» Pointing dataset excerpts:

________

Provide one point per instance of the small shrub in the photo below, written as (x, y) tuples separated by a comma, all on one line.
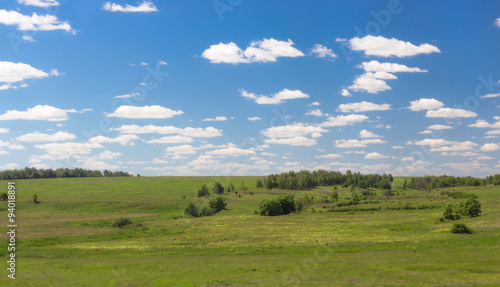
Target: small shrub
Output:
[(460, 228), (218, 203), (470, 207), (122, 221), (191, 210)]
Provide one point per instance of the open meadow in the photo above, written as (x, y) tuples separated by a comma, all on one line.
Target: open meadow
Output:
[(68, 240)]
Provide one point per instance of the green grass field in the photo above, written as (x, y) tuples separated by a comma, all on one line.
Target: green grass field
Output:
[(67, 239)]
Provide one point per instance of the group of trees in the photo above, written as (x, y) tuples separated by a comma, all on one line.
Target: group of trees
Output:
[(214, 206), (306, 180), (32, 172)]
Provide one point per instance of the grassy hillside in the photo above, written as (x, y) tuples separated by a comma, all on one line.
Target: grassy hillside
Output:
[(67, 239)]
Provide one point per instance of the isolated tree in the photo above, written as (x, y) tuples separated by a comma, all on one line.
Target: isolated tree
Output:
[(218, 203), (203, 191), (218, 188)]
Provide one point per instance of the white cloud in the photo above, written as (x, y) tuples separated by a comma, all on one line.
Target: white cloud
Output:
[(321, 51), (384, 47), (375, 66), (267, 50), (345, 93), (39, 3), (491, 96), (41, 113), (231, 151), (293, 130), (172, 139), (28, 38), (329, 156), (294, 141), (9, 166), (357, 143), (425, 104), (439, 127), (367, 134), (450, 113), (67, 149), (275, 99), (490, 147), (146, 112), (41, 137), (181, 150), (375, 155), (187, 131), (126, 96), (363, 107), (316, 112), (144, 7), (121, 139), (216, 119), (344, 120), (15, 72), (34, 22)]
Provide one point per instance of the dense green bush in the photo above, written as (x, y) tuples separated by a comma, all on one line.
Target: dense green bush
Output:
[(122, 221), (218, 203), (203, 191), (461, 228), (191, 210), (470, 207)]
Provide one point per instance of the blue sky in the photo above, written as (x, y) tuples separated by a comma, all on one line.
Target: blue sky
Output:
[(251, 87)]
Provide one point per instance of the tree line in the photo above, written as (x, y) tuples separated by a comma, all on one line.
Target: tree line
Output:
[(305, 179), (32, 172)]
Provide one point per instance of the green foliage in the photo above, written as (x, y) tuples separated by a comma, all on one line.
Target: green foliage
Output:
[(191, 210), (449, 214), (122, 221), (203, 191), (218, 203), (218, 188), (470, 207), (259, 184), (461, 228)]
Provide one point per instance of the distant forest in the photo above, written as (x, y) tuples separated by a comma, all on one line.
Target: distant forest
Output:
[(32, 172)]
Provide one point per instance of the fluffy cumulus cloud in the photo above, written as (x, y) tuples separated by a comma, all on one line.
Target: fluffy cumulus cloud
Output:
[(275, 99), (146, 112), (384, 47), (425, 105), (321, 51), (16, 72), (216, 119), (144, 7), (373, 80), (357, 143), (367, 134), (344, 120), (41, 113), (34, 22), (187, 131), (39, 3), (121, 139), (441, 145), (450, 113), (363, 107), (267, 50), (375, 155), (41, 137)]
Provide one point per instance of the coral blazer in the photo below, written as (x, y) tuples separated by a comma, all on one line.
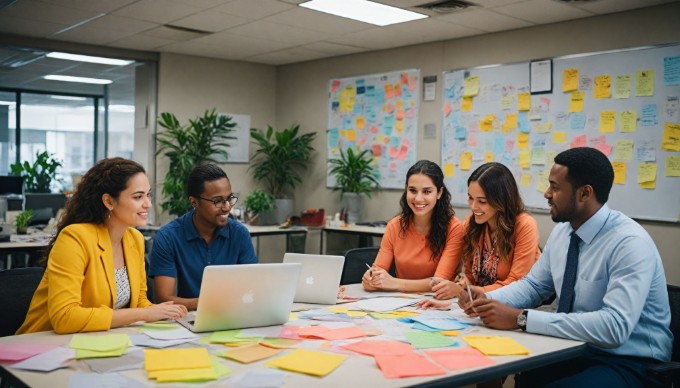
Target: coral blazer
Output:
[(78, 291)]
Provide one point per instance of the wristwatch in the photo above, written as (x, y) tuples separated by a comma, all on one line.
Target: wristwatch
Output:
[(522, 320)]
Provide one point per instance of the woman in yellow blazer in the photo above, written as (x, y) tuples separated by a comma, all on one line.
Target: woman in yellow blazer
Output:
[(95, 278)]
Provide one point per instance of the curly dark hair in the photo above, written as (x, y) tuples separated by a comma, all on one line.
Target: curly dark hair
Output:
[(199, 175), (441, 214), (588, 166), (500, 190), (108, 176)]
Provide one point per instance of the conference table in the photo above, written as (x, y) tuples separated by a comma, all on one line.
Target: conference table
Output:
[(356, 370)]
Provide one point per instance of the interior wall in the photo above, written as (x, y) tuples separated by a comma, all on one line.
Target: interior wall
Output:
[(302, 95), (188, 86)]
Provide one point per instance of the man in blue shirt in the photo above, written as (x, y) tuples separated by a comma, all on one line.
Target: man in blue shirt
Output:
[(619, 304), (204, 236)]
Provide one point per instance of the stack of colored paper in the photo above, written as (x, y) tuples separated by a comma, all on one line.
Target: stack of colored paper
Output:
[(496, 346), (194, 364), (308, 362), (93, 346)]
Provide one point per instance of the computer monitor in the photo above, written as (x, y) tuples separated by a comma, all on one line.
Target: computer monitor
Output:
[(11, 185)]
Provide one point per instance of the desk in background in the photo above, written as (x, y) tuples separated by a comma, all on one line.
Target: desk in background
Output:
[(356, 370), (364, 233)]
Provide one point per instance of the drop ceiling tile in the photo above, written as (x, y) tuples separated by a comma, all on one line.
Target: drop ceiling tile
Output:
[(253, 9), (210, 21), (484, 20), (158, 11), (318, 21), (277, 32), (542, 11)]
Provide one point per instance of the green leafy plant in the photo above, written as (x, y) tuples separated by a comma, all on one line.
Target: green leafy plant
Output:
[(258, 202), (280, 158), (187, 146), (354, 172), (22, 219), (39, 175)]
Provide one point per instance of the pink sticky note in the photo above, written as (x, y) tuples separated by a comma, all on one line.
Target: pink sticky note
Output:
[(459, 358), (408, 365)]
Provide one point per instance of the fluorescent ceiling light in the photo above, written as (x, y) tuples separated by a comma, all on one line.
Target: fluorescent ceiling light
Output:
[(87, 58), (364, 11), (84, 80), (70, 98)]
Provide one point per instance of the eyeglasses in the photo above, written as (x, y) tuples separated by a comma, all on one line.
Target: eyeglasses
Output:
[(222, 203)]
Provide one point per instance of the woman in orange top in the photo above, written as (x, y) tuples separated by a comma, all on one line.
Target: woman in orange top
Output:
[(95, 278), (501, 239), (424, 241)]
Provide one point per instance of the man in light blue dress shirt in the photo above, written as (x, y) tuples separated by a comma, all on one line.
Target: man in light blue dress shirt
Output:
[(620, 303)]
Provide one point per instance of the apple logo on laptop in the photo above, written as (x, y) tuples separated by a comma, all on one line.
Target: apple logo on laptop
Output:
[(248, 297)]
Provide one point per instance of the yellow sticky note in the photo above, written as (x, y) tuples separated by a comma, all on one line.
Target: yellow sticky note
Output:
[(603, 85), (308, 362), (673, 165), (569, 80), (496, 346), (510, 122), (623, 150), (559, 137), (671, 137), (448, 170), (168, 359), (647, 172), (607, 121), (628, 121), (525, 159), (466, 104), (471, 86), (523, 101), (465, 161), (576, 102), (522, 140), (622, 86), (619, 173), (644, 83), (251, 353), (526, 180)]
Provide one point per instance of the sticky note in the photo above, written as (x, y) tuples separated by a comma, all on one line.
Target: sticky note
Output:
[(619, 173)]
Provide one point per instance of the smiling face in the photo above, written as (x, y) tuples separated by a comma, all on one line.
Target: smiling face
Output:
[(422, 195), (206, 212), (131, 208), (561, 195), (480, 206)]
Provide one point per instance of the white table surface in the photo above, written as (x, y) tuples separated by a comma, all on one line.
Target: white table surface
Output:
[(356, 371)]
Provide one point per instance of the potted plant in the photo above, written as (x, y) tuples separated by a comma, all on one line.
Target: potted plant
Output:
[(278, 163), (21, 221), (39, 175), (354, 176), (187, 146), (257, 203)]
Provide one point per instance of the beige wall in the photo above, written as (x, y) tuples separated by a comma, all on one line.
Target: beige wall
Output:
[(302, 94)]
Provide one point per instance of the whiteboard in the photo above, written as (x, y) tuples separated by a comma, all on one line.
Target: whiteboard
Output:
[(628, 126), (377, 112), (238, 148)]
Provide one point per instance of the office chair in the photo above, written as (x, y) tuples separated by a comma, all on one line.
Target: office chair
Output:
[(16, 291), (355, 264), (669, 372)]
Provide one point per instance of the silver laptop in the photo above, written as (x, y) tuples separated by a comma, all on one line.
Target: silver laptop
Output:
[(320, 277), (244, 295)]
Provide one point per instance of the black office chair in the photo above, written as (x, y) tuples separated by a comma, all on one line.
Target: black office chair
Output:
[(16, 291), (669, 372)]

________

» What you need to do: Extract every line from the one with "Provide one point per instance of the whiteboard" down to the final line above, both included, exactly as written.

» Correct output:
Provide one point per instance of the whiteboard in the photo above, written as (x, y) tuples separated by a comma, all on one line.
Target: whiteboard
Output:
[(628, 126), (377, 112), (238, 148)]
Provide one point per instance of the office chair in the photo above, written as (x, y) tuples separated by a comma, all on one line.
Target: office chair
Output:
[(16, 291), (355, 264), (669, 372)]
Provide one point per instance of the silver laptop in the photo above, written as (x, y) tuples separated by a comma, all on one line.
Target: silver laptop
Output:
[(320, 277), (244, 295)]
Provide one point per instance of the black office chair in the photo above, written as (x, y) tuples separated by a comma, all on one line.
Target: black office chair
Output:
[(16, 291), (669, 372)]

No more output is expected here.